Les consignes:
A: Recopiez le passage du texte extrait allant de "Après la présentation" jusqu'à "à 200 étudiants)." inclus, en substituant "programme" à "cursus".
B: D'après le texte extrait, combien d'étudiants compte l'école d'économie rurale qui porte le projet au sein de Renmin University ?

Texte extrait:

La matinée du deuxième jour a, quant à elle, été consacrée à une réunion avec l’école d’économie agricole et de développement rural de Renmin University (l’université du peuple), une des universités les plus prestigieuses de Chine.

Après la présentation de l’université, il a été fait état du projet de mise en place avec Kedge Business School de Bordeaux, d’un cursus franco-chinois. De niveau bac+4, la 3° année de ce parcours se ferait en France avec des cours de viti-œno et de dégustation (150 à 200 étudiants).

Au sein de l’université, c’est l’école d’économie rurale (700 étudiants) qui porte ce projet.

Compte tenu des enjeux pour les deux pays autour de la filière viticole, il a été suggéré d’ajouter l’économie du vin, l’organisation des marchés, l’œnotourisme aux enseignements déjà prévus. Ils souhaitent aussi davantage de coopération en matière de formation professionnelle continue (personnes en activité).

L’après-midi a été consacré au voyage vers la région autonome du Ningxia, région autonome choisie par l’administration centrale pour devenir le lieu de production principal du vin chinois.

Le troisième jour a débuté par une visite de l’institut de l’alimentation et du vin de l’université du Ningxia. L’université mène des recherches en viticulture et horticulture avec le soutien de l’état et de la région. Ils accueillent environ 400 étudiants en licence et 180 en masters avec une équipe de 42 professeurs. Ils reçoivent 150 étudiants de différents pays et ont des projets de coopération internationale de double diplôme 3+1.

Les perspectives de partenariat avec nos lycées viticoles peuvent porter sur l’échange de professeurs, la contribution à une conférence sur le développement de la viticulture du Ningxia et l’accueil d’étudiants chinois de master sur nos exploitations, par exemple un parcours de 6 mois dans différentes régions , Bordeaux, Bourgogne et Alsace.

La visite d’un établissement technique agricole proposant des formations en supérieur court, le Ningxia Polytechnic, a été organisée l’après-midi.

Entrées:
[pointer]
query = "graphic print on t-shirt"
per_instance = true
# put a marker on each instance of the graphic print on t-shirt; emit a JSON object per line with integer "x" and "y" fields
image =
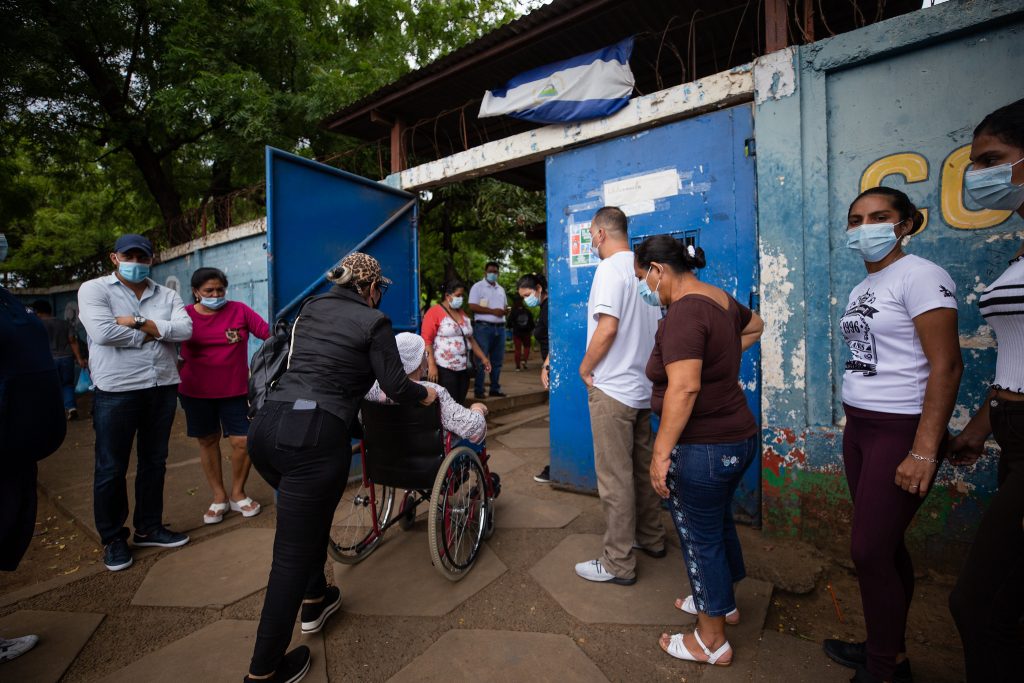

Réponses rédigées:
A:
Après la présentation de l’université, il a été fait état du projet de mise en place avec Kedge Business School de Bordeaux, d’un programme franco-chinois. De niveau bac+4, la 3° année de ce parcours se ferait en France avec des cours de viti-œno et de dégustation (150 à 200 étudiants).

B: 700 étudiants.